EXERCISE: Report how many lines in the records below hold the word "lane". Add nothing to the number.

== DATA FOR THIS TASK ==

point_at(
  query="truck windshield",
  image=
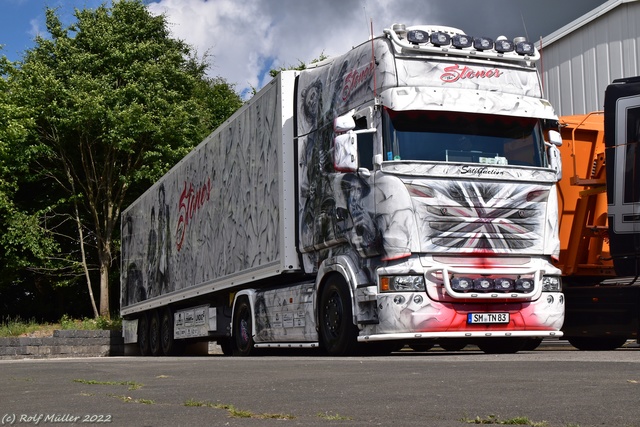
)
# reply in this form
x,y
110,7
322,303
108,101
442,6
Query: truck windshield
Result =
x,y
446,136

===
== DATA FOR THIS TASK ==

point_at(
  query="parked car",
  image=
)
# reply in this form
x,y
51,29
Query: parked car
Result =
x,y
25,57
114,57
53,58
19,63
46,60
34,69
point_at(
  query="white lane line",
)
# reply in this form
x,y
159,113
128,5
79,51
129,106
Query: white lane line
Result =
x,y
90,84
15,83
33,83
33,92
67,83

===

WRITTEN SOLUTION: 2